» Dataset entries:
+ + + +

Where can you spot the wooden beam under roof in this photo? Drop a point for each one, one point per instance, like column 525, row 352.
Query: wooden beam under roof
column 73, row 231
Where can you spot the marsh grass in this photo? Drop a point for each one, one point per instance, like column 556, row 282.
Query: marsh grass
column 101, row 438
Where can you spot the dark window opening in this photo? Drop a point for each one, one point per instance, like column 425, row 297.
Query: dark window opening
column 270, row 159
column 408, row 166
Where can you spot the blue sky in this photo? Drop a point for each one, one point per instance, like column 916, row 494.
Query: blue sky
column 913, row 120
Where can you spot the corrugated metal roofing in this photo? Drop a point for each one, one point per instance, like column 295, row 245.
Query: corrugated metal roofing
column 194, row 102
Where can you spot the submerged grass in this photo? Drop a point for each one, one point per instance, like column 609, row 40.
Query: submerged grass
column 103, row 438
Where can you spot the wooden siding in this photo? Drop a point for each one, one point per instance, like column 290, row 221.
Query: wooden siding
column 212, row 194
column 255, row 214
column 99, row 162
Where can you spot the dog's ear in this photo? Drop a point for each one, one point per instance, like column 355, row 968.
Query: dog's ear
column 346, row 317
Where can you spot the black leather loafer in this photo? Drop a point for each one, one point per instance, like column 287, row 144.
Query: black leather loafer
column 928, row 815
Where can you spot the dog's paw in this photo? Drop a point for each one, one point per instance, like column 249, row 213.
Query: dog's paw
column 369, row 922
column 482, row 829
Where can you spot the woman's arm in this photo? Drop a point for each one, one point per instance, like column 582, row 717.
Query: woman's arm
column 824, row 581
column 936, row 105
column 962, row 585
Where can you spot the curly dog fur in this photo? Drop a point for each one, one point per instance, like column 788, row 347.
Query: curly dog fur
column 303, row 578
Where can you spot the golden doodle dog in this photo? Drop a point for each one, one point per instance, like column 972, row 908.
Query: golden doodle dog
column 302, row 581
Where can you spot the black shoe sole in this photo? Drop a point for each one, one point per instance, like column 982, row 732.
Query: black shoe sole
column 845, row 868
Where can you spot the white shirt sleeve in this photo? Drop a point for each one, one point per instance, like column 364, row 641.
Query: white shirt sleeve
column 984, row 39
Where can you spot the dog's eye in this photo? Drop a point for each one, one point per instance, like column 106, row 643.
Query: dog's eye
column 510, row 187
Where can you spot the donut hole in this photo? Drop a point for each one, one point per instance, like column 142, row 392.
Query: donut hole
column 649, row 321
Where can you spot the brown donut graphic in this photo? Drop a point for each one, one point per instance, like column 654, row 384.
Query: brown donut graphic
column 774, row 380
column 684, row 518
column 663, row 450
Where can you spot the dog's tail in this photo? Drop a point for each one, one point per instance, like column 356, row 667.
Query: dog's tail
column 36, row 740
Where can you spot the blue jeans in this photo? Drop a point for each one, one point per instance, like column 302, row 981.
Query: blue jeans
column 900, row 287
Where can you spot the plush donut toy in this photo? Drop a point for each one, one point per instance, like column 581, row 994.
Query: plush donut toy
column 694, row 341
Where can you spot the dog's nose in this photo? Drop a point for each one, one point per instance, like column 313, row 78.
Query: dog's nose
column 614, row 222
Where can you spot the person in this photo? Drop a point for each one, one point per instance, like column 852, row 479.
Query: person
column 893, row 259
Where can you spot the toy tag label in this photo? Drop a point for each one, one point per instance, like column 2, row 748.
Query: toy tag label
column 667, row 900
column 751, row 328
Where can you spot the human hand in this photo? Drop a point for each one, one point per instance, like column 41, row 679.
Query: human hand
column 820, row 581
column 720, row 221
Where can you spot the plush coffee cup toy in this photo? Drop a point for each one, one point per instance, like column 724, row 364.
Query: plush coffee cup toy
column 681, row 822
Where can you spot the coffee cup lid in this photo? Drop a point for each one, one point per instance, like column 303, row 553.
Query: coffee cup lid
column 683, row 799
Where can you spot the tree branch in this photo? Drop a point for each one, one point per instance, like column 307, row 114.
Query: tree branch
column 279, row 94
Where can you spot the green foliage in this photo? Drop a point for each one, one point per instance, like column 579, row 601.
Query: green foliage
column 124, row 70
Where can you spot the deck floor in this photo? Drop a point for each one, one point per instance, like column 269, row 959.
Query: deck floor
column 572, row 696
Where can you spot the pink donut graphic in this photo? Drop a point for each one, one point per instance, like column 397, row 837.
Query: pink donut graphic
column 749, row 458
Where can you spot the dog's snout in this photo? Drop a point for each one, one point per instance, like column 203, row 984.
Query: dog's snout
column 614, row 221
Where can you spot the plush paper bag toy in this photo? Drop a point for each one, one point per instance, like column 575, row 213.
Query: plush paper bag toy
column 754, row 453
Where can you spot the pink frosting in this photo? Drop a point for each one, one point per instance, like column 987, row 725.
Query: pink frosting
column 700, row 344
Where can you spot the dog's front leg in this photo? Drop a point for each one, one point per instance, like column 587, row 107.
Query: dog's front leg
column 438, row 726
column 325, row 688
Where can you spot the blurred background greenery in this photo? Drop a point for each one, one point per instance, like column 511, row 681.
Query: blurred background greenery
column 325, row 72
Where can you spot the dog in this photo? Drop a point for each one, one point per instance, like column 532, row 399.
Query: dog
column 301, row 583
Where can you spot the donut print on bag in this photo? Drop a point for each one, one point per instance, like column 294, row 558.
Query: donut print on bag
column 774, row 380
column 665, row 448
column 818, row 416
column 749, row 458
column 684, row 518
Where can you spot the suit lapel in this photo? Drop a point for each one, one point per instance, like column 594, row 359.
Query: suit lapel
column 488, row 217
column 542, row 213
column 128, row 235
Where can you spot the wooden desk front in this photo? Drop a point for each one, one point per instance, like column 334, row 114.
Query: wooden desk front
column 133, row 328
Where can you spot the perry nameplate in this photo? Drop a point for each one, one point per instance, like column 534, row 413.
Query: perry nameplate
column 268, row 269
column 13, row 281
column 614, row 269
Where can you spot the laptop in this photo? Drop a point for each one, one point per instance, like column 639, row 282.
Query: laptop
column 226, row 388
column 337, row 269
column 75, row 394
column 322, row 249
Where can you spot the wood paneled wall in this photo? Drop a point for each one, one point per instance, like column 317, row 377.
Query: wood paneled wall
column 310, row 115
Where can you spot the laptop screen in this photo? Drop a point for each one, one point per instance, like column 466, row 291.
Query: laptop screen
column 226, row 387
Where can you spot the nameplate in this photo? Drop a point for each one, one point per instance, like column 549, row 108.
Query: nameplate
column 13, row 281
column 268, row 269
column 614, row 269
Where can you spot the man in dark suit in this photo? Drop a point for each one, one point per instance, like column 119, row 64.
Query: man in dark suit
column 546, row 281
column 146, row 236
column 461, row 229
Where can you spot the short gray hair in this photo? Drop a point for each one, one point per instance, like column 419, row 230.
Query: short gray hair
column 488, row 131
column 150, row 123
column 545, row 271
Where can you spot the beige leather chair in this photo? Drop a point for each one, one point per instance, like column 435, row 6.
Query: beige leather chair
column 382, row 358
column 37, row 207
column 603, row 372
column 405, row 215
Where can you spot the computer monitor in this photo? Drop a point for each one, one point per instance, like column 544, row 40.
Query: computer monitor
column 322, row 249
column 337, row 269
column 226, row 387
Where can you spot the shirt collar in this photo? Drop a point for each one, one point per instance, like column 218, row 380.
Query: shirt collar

+ + + +

» Exercise goal:
Repeat all the data, every line exactly.

» Result for this task:
Where can you spot the wooden beam under roof in this photo? Drop a point for each one, one point per instance, like column 525, row 352.
Query: wooden beam under roof
column 73, row 231
Where can you spot the marsh grass in this photo? Drop a point for each one, one point per instance, like column 556, row 282.
Query: marsh grass
column 101, row 438
Where can you spot the dark window opening in this photo? Drop a point for each one, one point per instance, like column 425, row 297.
Query: dark window opening
column 270, row 159
column 408, row 166
Where can you spot the blue sky in this photo? Drop a point for each one, one point per instance, like column 916, row 494.
Query: blue sky
column 913, row 120
Where can you spot the corrugated metal roofing in this photo? Drop a point for each one, one point per instance, like column 295, row 245.
Query: corrugated metal roofing
column 194, row 102
Where can you spot the submerged grass in this photo? Drop a point for each one, one point per instance, like column 609, row 40.
Query: submerged grass
column 103, row 438
Where can you spot the wooden siding in this photo? Drop a point for each one, one point per instance, like column 290, row 221.
Query: wooden siding
column 212, row 194
column 255, row 214
column 99, row 162
Where can you spot the dog's ear in this photo? Drop a point for each one, one point per instance, like column 355, row 968.
Query: dog's ear
column 346, row 317
Where can you spot the black leather loafer in this photo? Drop a point for each one, one point per instance, like column 287, row 144.
Query: black leather loafer
column 928, row 815
Where can you spot the dog's paw in this photo? Drop a point for each one, one point per instance, like column 249, row 213.
Query: dog's paw
column 369, row 922
column 482, row 829
Where can you spot the woman's arm in this photo? Drop a point for each one, one point per instance, like column 582, row 717.
Query: woman's arm
column 824, row 581
column 936, row 105
column 962, row 585
Where can you spot the curly dog fur in this photo? Drop a point for each one, one point per instance, like column 788, row 347.
Query: curly dog fur
column 303, row 578
Where can you spot the golden doodle dog in this photo? Drop a point for each one, one point per instance, like column 972, row 908.
Query: golden doodle dog
column 302, row 581
Where can you spot the black shoe sole in this photo? Drop a point for each one, one point per instance, like column 982, row 732.
Query: black shoe sole
column 845, row 868
Where can you spot the white shirt sleeve in this photo? Drop a point for each one, one point per instance, like column 364, row 641.
Query: white shirt sleeve
column 984, row 39
Where can you spot the dog's eye in this photo? Drop a point for each one, one point per instance, like column 106, row 643.
Query: dog's eye
column 510, row 187
Where can you spot the donut hole in this photo? Drop a point for each one, one point per instance, like column 142, row 392.
Query: donut hole
column 649, row 321
Where can you spot the brown donut graphic in this photo? Drop a point for each one, one point per instance, like column 654, row 384.
Query: brown donut graphic
column 774, row 380
column 684, row 518
column 663, row 450
Where can you spot the dog's tail in this photo? Drop a point for each one, one point per instance, like column 356, row 667.
Query: dog's tail
column 36, row 740
Where can you spot the blue jeans in this photo? Drop a point for each one, one point per instance, like column 302, row 981.
Query: blue jeans
column 900, row 287
Where can you spot the plush donut toy in this photo? Drop a point for each one, one point per instance, like column 581, row 994.
Query: plush donut toy
column 694, row 341
Where can you spot the dog's nose in this photo? Drop a point for each one, one point per instance, like column 313, row 78.
Query: dog's nose
column 614, row 222
Where can you spot the person in this photo? Drop a point for each one, one point per instance, like column 852, row 479.
Query: person
column 893, row 259
Where can you spot the toy tag label in this photo? Drop a point for each one, one point per instance, like column 2, row 748.
Query: toy tag label
column 667, row 900
column 751, row 328
Where can you spot the human hand in this photo? Drop a point for each one, one point per instance, like column 41, row 679.
Query: human hand
column 820, row 581
column 720, row 221
Where can you spot the plush coffee cup toy in this photo? Drop a point for each one, one point per instance, like column 724, row 364.
Query: plush coffee cup toy
column 681, row 822
Where can you spot the coffee cup lid in this photo? Drop a point for each one, one point per instance, like column 303, row 553.
Query: coffee cup lid
column 683, row 799
Where can you spot the tree branch in this photo? Drop a point for each one, one point per instance, like column 307, row 114.
Query: tree branch
column 279, row 94
Where can you spot the green foliage in this photo? Drop a point for each one, one point per instance, like column 579, row 601.
Query: green foliage
column 124, row 70
Where can you spot the deck floor in this photo? Drop a point for each one, one point per instance, like column 269, row 959.
Query: deck floor
column 572, row 696
Where can you spot the pink donut graphic in this photo? Drop a point for each one, one point per instance, like column 397, row 837.
Query: pink donut graphic
column 749, row 458
Where can you spot the dog's snout in this photo? Drop a point for each one, one point per instance, like column 203, row 984.
Query: dog's snout
column 614, row 221
Where can you spot the plush paper bag toy in this photo? Drop a point for each one, one point per instance, like column 575, row 213.
Query: plush paper bag toy
column 754, row 453
Where can you spot the pink frosting in this photo? Drop a point for each one, one point per instance, like column 987, row 725.
Query: pink frosting
column 700, row 344
Where can you spot the dog's front leg in this photo? Drop a point for each one, one point per instance, like column 587, row 107.
Query: dog's front leg
column 438, row 726
column 325, row 688
Where can you spot the blurred background greenery in this photo? Drop a point for each one, one point per instance, like column 511, row 681.
Query: blurred background greenery
column 325, row 72
Where can you spot the dog in this photo? Drop a point for each one, one point per instance, like column 532, row 399.
Query: dog
column 301, row 583
Where can you spot the donut print on bag in this photo? Drop a point for each one, one point per instance, like column 294, row 558.
Query: donut print on bag
column 774, row 380
column 665, row 448
column 818, row 416
column 749, row 458
column 684, row 518
Where can you spot the suit lapel in this photo? Drop a point for each one, one point per instance, like column 594, row 359.
Query: suit lapel
column 488, row 217
column 542, row 213
column 128, row 235
Where can you spot the wooden desk front in this photo? Drop a point for each one, one point per instance, like column 334, row 114.
Query: wooden desk front
column 133, row 328
Where can you spot the perry nameplate in this photo? Drop a point for each one, one point per instance, like column 534, row 413.
Query: perry nameplate
column 268, row 269
column 13, row 281
column 614, row 269
Where can you spot the laptop in this photo? Drop a point for each one, one point per instance, like column 639, row 282.
Query: laptop
column 226, row 388
column 337, row 269
column 75, row 394
column 322, row 249
Where can you spot the wood paneled wall in this photo? Drop a point for each one, one point per instance, like column 317, row 377.
Query: wood paneled wall
column 310, row 115
Where can you spot the laptop screen in this photo? Drop a point for each one, one point per instance, like column 466, row 291.
Query: laptop screen
column 226, row 387
Where can you spot the nameplate in this photo? Drop a point for each one, one point per instance, like column 549, row 108.
Query: nameplate
column 13, row 281
column 268, row 269
column 614, row 269
Where can you spot the man in dark suit in this photo? Drop a point for each one, one point per instance, like column 119, row 64.
Query: man in dark suit
column 546, row 281
column 146, row 236
column 461, row 229
Where can you spot the short gray hair in this photo? Drop a point for each one, one point per instance, like column 419, row 230.
Query: short gray hair
column 488, row 131
column 150, row 123
column 545, row 271
Where can you spot the beige leather chair in this photo? Drop a point for each one, one point per instance, like column 435, row 6.
Query: beige leather chair
column 382, row 358
column 37, row 207
column 603, row 372
column 405, row 215
Where can you spot the computer monitor in this photo? Drop a point for each one, one point per instance, like column 544, row 40.
Query: computer monitor
column 322, row 249
column 337, row 269
column 226, row 387
Where can you spot the shirt collar in this photo? Drop a point for each one, one point per instance, like column 218, row 380.
Query: shirt collar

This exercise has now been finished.